Repeat, exactly as written, the lines of the records below from the first through the line with "Target: white jacket", but none past it.

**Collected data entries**
-------

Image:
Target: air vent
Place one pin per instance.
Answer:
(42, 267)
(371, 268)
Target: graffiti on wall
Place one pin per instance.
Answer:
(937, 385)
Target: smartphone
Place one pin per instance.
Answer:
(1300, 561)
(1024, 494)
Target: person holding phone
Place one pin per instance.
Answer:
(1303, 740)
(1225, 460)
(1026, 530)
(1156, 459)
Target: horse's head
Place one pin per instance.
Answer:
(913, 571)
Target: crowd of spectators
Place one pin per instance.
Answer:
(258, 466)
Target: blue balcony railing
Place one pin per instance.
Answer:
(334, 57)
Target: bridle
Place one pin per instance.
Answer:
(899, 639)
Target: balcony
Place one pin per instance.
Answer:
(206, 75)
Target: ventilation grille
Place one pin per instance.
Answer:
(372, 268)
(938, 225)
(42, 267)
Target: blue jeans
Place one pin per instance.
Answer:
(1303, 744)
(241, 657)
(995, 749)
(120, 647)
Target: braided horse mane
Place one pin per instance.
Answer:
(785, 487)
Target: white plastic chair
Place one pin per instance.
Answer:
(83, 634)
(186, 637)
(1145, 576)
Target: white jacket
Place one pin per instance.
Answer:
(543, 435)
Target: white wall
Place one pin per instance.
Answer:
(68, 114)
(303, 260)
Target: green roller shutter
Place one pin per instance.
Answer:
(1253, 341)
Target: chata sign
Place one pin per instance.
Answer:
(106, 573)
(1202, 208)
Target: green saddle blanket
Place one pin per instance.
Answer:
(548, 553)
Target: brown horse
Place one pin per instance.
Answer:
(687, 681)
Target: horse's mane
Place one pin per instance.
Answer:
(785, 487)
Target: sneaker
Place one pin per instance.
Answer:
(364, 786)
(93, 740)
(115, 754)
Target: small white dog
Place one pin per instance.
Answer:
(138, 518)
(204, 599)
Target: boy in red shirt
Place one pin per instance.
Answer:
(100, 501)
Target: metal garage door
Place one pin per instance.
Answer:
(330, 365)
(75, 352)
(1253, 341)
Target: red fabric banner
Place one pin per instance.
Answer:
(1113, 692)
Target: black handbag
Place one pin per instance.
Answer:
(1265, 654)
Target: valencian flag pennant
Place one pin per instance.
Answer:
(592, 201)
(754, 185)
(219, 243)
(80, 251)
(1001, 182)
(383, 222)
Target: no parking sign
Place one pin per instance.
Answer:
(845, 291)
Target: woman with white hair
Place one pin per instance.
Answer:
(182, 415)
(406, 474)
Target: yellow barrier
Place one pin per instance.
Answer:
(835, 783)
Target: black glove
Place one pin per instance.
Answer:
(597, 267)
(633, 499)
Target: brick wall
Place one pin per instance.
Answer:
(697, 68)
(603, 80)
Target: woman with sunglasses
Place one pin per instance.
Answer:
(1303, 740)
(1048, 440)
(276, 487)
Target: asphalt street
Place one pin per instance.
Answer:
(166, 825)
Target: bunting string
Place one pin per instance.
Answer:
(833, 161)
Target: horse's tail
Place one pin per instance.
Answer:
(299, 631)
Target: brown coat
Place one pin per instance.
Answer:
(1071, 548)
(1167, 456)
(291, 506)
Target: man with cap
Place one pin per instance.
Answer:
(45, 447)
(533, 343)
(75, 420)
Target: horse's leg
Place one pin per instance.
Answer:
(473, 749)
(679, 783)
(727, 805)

-------

**Solved exercise**
Image:
Target: air vent
Place one pin per instance.
Answer:
(42, 267)
(371, 268)
Target: graffiti on wall
Place one pin per instance.
Answer:
(937, 385)
Target: smartphone
Place one pin per instance.
Answer:
(1300, 561)
(1024, 494)
Target: person holding phone
Place one pin per instance.
Answer:
(1303, 740)
(1225, 460)
(1026, 530)
(1156, 459)
Target: horse's head
Place one pin per instance.
Answer:
(913, 571)
Target: crowd of spectators
Place one pin per instance.
Answer:
(258, 466)
Target: blue balcony railing
Place one pin per instance.
Answer:
(334, 57)
Target: bridle
Place one pin per instance.
Answer:
(899, 639)
Target: balcony
Place one pin per instance.
Answer:
(206, 75)
Target: ventilation grille
Place one pin per instance.
Answer:
(372, 268)
(938, 225)
(42, 267)
Target: blue jeans
Place one pin per instance.
Answer:
(1303, 744)
(241, 657)
(995, 749)
(120, 647)
Target: braided horse mane
Place one pin per instance.
Answer:
(785, 487)
Target: white plastic chair
Place one pin per instance.
Answer:
(83, 634)
(186, 637)
(1145, 576)
Target: white jacket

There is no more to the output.